Brano estratto
+++

Il primo spettacolo che ha firmato è stato «Moving with Pina» nel 2010. La Bausch era morta da un anno: è stato il suo modo per elaborare il lutto?
«Sicuramente sì. è nato da una masterclass teorica sul- Moving with Pina l’espressionismo per l’Accademia Nazionale di Danza di Roma nel 2003 che proprio la Bausch mi aveva incoraggiato a tenere, suggerendomi di spiegare agli allievi alcune frasi coreografiche del suo Sacre du Printemps. Quando Pina morì, mi chiesero di renderle omaggio. Fu così che utilizzai quella lezione integrandola con altri argomenti, dall’uso del gesto alla genesi di alcuni estratti. Li ho condivisi con il pubblico. L’universo di Pina è stato a lungo inaccessibile. Oggi mi rendo conto che i ragazzi conoscono il suo nome e poco più. Perciò è importante tenere viva la memoria».

+++

Dati mostrati
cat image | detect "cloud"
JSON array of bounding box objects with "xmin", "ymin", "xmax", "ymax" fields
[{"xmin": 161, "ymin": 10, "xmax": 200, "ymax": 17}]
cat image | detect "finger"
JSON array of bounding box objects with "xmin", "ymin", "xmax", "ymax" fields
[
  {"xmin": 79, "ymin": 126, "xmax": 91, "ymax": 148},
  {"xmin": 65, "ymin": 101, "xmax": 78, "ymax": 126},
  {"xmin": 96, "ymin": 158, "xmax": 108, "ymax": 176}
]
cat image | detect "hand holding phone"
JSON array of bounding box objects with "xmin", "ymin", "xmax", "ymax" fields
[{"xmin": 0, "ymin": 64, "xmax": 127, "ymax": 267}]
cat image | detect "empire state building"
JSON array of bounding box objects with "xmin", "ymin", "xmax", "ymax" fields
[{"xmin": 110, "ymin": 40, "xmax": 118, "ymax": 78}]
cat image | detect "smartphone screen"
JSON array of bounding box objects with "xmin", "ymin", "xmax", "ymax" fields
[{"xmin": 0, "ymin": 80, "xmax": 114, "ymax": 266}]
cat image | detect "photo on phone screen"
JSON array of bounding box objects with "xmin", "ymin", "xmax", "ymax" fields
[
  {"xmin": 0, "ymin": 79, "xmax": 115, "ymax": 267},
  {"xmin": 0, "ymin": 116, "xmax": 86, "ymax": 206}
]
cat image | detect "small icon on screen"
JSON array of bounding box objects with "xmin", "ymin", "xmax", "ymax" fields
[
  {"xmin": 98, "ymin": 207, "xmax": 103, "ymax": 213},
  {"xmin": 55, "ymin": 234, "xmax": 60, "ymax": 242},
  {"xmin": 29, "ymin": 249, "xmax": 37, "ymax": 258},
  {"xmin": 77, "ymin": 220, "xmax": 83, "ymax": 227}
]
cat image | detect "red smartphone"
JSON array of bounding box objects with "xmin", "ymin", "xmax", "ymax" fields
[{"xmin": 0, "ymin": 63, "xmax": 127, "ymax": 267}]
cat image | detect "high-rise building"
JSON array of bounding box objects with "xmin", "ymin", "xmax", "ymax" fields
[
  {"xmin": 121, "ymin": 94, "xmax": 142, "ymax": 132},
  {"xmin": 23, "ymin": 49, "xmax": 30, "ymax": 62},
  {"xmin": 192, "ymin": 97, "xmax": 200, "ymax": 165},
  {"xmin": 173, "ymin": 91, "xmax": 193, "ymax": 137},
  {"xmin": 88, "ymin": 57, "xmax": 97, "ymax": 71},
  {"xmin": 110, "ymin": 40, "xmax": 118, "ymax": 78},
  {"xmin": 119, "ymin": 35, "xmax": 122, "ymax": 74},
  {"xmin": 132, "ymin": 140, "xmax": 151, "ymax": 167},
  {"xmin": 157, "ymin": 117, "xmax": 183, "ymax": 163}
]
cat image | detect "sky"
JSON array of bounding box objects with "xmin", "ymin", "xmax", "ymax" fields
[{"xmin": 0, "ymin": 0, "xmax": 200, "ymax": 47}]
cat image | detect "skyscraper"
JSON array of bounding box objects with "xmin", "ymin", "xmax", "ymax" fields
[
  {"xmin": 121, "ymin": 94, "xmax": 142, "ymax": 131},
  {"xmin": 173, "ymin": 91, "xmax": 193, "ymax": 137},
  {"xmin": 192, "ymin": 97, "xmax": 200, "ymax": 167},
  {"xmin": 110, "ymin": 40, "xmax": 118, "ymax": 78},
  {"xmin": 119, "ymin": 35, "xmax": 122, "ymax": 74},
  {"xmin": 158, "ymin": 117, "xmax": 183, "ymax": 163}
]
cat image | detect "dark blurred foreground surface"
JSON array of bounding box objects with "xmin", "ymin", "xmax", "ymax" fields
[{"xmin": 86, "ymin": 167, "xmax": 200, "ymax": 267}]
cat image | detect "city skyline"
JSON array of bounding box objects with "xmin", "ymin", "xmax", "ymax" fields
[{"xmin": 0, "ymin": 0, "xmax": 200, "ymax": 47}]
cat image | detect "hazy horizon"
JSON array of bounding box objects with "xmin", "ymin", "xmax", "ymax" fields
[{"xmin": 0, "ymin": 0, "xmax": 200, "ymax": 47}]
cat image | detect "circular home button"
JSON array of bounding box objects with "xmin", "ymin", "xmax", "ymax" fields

+++

Prova tu
Secondo il brano estratto, in che anno è stato presentato il primo spettacolo firmato dall'intervistato?

Risposta al problema
Nel 2010.